Exercise prompt = Your answer should contain each record from the listing, repeated exactly.

Source records =
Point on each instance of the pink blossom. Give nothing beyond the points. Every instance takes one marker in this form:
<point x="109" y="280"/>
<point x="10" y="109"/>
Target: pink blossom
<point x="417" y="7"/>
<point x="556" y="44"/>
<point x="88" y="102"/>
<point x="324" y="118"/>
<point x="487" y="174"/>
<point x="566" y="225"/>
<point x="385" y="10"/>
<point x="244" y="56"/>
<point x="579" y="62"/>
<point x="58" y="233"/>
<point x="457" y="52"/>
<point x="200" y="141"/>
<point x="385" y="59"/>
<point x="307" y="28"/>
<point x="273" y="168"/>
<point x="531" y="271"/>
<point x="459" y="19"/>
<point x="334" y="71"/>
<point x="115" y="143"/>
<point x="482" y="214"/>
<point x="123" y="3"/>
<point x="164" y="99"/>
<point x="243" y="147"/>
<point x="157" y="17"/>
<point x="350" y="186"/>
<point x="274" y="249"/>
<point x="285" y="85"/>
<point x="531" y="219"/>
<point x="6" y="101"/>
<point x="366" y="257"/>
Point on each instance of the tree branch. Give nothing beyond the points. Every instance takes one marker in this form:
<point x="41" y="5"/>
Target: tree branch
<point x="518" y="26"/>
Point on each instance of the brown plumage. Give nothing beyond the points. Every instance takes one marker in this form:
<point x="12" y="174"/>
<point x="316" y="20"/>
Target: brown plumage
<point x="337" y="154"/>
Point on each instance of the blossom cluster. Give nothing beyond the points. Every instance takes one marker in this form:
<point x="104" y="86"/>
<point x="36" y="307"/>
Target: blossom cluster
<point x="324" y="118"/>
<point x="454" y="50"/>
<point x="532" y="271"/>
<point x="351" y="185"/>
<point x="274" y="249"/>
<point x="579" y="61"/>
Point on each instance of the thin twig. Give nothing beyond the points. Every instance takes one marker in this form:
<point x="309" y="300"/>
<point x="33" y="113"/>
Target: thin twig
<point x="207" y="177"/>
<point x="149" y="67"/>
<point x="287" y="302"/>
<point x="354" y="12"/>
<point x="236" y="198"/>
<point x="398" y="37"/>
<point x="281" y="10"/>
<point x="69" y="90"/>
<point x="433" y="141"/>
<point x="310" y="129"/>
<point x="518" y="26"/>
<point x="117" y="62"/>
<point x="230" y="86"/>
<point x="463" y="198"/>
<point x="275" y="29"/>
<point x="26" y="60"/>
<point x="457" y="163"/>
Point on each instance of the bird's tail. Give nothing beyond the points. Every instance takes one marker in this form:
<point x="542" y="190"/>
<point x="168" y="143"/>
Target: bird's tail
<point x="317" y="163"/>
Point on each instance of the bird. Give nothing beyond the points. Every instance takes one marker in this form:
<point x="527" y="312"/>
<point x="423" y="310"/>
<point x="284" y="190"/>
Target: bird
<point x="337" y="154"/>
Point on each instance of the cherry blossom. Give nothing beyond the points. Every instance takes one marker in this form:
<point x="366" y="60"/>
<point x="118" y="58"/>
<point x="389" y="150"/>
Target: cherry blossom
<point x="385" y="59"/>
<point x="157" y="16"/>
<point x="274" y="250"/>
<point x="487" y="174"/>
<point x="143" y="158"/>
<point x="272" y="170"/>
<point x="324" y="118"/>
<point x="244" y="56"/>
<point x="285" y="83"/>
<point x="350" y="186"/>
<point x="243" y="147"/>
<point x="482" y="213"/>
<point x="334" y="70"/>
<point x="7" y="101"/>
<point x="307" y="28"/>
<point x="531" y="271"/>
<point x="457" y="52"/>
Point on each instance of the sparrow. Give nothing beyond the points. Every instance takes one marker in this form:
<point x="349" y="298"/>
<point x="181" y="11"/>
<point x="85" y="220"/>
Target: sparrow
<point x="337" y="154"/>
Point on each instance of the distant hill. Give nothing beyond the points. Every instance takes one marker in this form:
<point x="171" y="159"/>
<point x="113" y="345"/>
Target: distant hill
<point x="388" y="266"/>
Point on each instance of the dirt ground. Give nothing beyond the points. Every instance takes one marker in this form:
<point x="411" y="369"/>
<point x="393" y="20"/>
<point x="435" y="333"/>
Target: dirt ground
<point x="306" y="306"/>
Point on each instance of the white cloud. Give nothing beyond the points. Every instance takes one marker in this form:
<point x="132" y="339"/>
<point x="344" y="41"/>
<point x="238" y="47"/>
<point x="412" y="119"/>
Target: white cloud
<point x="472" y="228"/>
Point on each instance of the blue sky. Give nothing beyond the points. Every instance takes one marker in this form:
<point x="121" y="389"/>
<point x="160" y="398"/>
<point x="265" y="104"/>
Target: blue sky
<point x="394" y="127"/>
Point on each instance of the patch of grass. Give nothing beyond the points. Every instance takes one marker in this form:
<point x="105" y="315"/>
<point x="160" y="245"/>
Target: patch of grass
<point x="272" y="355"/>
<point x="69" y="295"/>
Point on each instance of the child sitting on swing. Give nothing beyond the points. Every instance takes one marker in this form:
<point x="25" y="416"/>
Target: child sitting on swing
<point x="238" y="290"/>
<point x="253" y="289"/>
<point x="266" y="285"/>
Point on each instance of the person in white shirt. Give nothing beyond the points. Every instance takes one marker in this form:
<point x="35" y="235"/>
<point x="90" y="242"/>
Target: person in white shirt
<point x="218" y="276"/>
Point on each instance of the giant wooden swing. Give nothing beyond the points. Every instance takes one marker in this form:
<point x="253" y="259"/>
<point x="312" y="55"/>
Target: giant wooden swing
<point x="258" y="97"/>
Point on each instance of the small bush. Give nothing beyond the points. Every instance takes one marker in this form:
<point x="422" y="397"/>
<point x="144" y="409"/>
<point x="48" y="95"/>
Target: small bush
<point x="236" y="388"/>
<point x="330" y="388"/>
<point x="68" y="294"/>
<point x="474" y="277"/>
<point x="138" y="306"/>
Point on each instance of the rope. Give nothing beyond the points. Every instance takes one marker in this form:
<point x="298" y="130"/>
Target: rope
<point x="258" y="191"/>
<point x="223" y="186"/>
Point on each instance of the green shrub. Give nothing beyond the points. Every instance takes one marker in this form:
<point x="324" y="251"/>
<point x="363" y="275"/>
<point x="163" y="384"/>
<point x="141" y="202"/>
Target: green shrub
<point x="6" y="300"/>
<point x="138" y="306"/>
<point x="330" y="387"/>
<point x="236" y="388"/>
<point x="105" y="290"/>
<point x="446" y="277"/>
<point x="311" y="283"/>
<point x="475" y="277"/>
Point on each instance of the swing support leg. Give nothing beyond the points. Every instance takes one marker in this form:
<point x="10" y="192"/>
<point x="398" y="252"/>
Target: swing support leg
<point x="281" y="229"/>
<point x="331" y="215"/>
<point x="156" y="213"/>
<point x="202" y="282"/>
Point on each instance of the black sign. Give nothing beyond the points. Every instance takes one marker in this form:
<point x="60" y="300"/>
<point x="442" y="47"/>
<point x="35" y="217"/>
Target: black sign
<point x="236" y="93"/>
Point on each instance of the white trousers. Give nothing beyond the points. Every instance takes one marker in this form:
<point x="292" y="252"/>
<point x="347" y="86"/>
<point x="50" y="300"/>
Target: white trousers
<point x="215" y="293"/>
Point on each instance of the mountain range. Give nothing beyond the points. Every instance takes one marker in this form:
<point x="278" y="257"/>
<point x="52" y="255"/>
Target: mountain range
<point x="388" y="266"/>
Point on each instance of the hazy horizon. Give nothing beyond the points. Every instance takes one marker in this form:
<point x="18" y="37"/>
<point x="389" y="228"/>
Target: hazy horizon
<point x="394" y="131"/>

Exercise solution =
Point on each instance of the pink blossom. Give nothing beyond the points. Every instance takes one marker in this form:
<point x="109" y="280"/>
<point x="10" y="109"/>
Target: pink blossom
<point x="417" y="7"/>
<point x="556" y="44"/>
<point x="88" y="102"/>
<point x="324" y="118"/>
<point x="487" y="174"/>
<point x="566" y="225"/>
<point x="385" y="10"/>
<point x="244" y="56"/>
<point x="579" y="62"/>
<point x="58" y="233"/>
<point x="457" y="52"/>
<point x="200" y="141"/>
<point x="385" y="59"/>
<point x="307" y="28"/>
<point x="273" y="168"/>
<point x="531" y="271"/>
<point x="459" y="19"/>
<point x="334" y="71"/>
<point x="115" y="143"/>
<point x="482" y="214"/>
<point x="123" y="3"/>
<point x="164" y="99"/>
<point x="243" y="147"/>
<point x="157" y="17"/>
<point x="350" y="186"/>
<point x="274" y="249"/>
<point x="285" y="85"/>
<point x="531" y="219"/>
<point x="6" y="101"/>
<point x="366" y="257"/>
Point on each instance of the tree branch. Give nothing beyond the points. Every instance takes one marker in this form:
<point x="41" y="5"/>
Target: tree branch
<point x="518" y="26"/>
Point on each instance of the brown plumage. Give nothing beyond the points. Every instance takes one marker in this form:
<point x="12" y="174"/>
<point x="316" y="20"/>
Target: brown plumage
<point x="337" y="154"/>
Point on each instance of the blossom cluster. Give nothing beyond the points. Every instance takes one marker in this form:
<point x="104" y="86"/>
<point x="36" y="307"/>
Target: blossom cluster
<point x="324" y="118"/>
<point x="454" y="50"/>
<point x="532" y="271"/>
<point x="351" y="185"/>
<point x="274" y="249"/>
<point x="579" y="61"/>
Point on each instance of the thin twig. Give nothing beyond the points. Every instance takes one marker in this form:
<point x="309" y="300"/>
<point x="33" y="113"/>
Target: thin twig
<point x="207" y="177"/>
<point x="149" y="67"/>
<point x="287" y="302"/>
<point x="354" y="12"/>
<point x="236" y="198"/>
<point x="398" y="37"/>
<point x="281" y="10"/>
<point x="69" y="90"/>
<point x="433" y="141"/>
<point x="310" y="129"/>
<point x="518" y="26"/>
<point x="117" y="62"/>
<point x="230" y="86"/>
<point x="463" y="198"/>
<point x="275" y="29"/>
<point x="26" y="60"/>
<point x="457" y="163"/>
Point on each instance of the bird's tail. Give nothing beyond the points. Every instance takes one marker in this form:
<point x="542" y="190"/>
<point x="168" y="143"/>
Target: bird's tail
<point x="317" y="163"/>
Point on each instance of the bird. Give nothing beyond the points. Every instance takes one marker in this form:
<point x="527" y="312"/>
<point x="423" y="310"/>
<point x="284" y="190"/>
Target: bird
<point x="337" y="154"/>
Point on each instance of the cherry blossom. Give nothing beyond the points. Every instance takes one marker in this form:
<point x="366" y="60"/>
<point x="118" y="58"/>
<point x="389" y="150"/>
Target: cherry blossom
<point x="385" y="59"/>
<point x="157" y="16"/>
<point x="274" y="250"/>
<point x="487" y="174"/>
<point x="143" y="158"/>
<point x="272" y="170"/>
<point x="324" y="118"/>
<point x="244" y="56"/>
<point x="285" y="83"/>
<point x="350" y="186"/>
<point x="243" y="147"/>
<point x="482" y="213"/>
<point x="334" y="70"/>
<point x="7" y="101"/>
<point x="307" y="28"/>
<point x="531" y="271"/>
<point x="457" y="52"/>
Point on each instance of the sparrow. Give nothing beyond the points. Every instance takes one marker in this form:
<point x="349" y="298"/>
<point x="181" y="11"/>
<point x="85" y="220"/>
Target: sparrow
<point x="337" y="154"/>
Point on each instance of the distant hill. Give nothing beyond the points. Every instance takes one marker in this form:
<point x="171" y="159"/>
<point x="113" y="345"/>
Target: distant hill
<point x="388" y="266"/>
Point on each instance of the dirt ground. Give nothing beyond the points. Every instance takes one marker in this form:
<point x="411" y="369"/>
<point x="393" y="20"/>
<point x="435" y="333"/>
Target: dirt ground
<point x="306" y="306"/>
Point on each instance of the white cloud. Give nothing beyond the points. Every instance takes one marker in this form:
<point x="132" y="339"/>
<point x="344" y="41"/>
<point x="238" y="47"/>
<point x="412" y="119"/>
Target: white cloud
<point x="472" y="228"/>
Point on each instance of the blue sky. Give nothing beyond the points. Every instance takes one marker in this form:
<point x="121" y="389"/>
<point x="160" y="398"/>
<point x="265" y="104"/>
Target: blue sky
<point x="394" y="127"/>
Point on each instance of the patch of grass. Give nothing beyond the points. Every instance takes one marker in this form:
<point x="105" y="315"/>
<point x="160" y="245"/>
Target: patch of grass
<point x="272" y="355"/>
<point x="69" y="295"/>
Point on each instance of the child sitting on swing. Give nothing beyond the points. Every instance takes one marker in this form:
<point x="25" y="416"/>
Target: child sitting on swing
<point x="238" y="290"/>
<point x="253" y="289"/>
<point x="266" y="285"/>
Point on each instance of the person in white shirt. Give nothing beyond the points. Every instance takes one marker in this form:
<point x="35" y="235"/>
<point x="90" y="242"/>
Target: person in white shirt
<point x="218" y="276"/>
Point on each instance of the giant wooden swing. Give nothing beyond the points. Every instance takes one marker in this form:
<point x="253" y="259"/>
<point x="312" y="55"/>
Target: giant wooden swing
<point x="258" y="97"/>
Point on each instance of the small bush. Give nothing beyond the points. Every instance takes one marker in this form:
<point x="422" y="397"/>
<point x="144" y="409"/>
<point x="48" y="95"/>
Target: small bush
<point x="236" y="388"/>
<point x="330" y="388"/>
<point x="68" y="294"/>
<point x="474" y="277"/>
<point x="138" y="306"/>
Point on each instance of the rope. Give nothing beyond the points. Every instance takes one marker in this form:
<point x="298" y="130"/>
Target: rope
<point x="258" y="191"/>
<point x="223" y="186"/>
Point on each instance of the green shrub. Give nothing beyond the points. Every instance takes one marker in this form:
<point x="324" y="251"/>
<point x="363" y="275"/>
<point x="163" y="384"/>
<point x="141" y="202"/>
Target: green shrub
<point x="6" y="300"/>
<point x="138" y="306"/>
<point x="330" y="387"/>
<point x="236" y="388"/>
<point x="105" y="290"/>
<point x="446" y="277"/>
<point x="311" y="283"/>
<point x="475" y="277"/>
Point on each instance of the swing support leg. Give nothing beyond the points. Every instance takes one marker in this form:
<point x="10" y="192"/>
<point x="398" y="252"/>
Target: swing support leg
<point x="281" y="229"/>
<point x="331" y="215"/>
<point x="156" y="213"/>
<point x="202" y="282"/>
Point on each instance of the black sign. Give nothing beyond the points. Every instance takes one marker in this form:
<point x="60" y="300"/>
<point x="442" y="47"/>
<point x="35" y="217"/>
Target: black sign
<point x="236" y="93"/>
Point on each instance of the white trousers. Give nothing beyond the points. Every instance takes one marker in this form:
<point x="292" y="252"/>
<point x="347" y="86"/>
<point x="50" y="300"/>
Target: white trousers
<point x="215" y="293"/>
Point on each instance of the mountain range. Give nothing beyond the points. Every instance takes one marker in this form:
<point x="278" y="257"/>
<point x="52" y="255"/>
Target: mountain range
<point x="388" y="266"/>
Point on each instance of the hazy horizon. Give nothing beyond the points. Every instance takes one marker in this form:
<point x="18" y="37"/>
<point x="389" y="228"/>
Target: hazy horizon
<point x="394" y="131"/>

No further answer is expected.